Excerpt from a dataset:

• • • •

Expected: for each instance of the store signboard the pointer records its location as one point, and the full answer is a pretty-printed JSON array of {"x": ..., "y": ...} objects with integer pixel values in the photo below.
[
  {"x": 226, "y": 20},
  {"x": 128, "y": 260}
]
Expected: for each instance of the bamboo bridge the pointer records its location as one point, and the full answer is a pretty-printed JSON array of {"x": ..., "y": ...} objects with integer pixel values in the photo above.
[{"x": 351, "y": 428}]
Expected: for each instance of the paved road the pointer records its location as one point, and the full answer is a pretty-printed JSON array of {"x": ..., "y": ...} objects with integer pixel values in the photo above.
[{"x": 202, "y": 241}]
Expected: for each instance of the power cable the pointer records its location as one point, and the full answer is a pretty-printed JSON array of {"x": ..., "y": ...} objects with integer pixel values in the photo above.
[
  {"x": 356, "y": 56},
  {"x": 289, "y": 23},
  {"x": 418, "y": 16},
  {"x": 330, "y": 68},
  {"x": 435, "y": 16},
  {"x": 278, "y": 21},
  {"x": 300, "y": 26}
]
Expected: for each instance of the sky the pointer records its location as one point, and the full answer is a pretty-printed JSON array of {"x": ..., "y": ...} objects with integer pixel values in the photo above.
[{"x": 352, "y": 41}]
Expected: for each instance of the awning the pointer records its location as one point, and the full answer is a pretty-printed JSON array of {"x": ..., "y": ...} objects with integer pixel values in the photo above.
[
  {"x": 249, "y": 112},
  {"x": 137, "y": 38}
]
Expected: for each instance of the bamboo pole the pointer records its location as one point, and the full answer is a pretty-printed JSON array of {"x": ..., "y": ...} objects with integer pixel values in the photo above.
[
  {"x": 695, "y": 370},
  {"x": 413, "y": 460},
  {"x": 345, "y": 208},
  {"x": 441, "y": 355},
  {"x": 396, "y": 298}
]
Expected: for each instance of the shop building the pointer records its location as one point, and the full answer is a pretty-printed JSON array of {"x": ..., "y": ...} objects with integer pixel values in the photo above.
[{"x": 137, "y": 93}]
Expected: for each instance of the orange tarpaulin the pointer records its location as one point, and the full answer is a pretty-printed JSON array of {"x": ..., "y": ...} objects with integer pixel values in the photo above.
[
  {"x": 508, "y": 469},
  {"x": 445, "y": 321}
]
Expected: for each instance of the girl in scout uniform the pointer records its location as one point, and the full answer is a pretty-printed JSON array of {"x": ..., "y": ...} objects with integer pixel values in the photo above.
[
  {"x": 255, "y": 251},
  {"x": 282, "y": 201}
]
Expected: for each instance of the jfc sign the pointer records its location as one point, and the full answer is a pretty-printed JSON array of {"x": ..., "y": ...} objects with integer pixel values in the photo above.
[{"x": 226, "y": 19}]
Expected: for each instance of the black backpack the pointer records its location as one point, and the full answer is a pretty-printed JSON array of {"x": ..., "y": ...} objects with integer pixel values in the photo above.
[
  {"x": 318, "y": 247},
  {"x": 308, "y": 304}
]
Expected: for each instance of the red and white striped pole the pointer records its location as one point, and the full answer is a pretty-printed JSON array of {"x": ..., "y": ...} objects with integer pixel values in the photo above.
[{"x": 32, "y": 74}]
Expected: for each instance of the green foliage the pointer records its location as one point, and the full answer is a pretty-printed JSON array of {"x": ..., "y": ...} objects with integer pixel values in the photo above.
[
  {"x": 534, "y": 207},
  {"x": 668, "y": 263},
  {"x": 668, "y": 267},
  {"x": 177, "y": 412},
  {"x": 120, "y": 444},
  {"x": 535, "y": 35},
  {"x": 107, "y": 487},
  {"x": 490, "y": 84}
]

• • • •

*Aim of the task*
Rescale the records from the line containing "Expected: for each instance of the jfc" through the end of the records by rewriting every line, requests included. Multiply each x and y coordinate in the answers by 2.6 and round to the nearest whole number, with halves rounded up.

*The answer*
Expected: for each instance of the jfc sign the pointer records its location as one point, and the full answer is a pretty-printed JSON array of {"x": ..., "y": ...} objects with integer pixel values in the photo above.
[{"x": 588, "y": 49}]
Expected: for each instance of the black backpack the pointer records its location as one point, and the full answer is a pretty-printed JSON array of {"x": ..., "y": ...} objects with integer pixel values in the photo above.
[
  {"x": 827, "y": 642},
  {"x": 801, "y": 790}
]
Expected: for each instance of the red and white striped pole the pointer records its location as one point, and the full answer is a pretty-printed JSON array of {"x": ..., "y": ...} objects with integer pixel values in the photo above.
[{"x": 83, "y": 192}]
Expected: for each instance of the green foliage the pointer records its location as one point, and the full answer is a pretty-printed JSON array of {"x": ..., "y": ...} objects with integer pixel values in the photo above.
[
  {"x": 1388, "y": 538},
  {"x": 1737, "y": 684},
  {"x": 1737, "y": 694},
  {"x": 460, "y": 1071},
  {"x": 312, "y": 1154},
  {"x": 1391, "y": 91},
  {"x": 278, "y": 1266},
  {"x": 1274, "y": 218}
]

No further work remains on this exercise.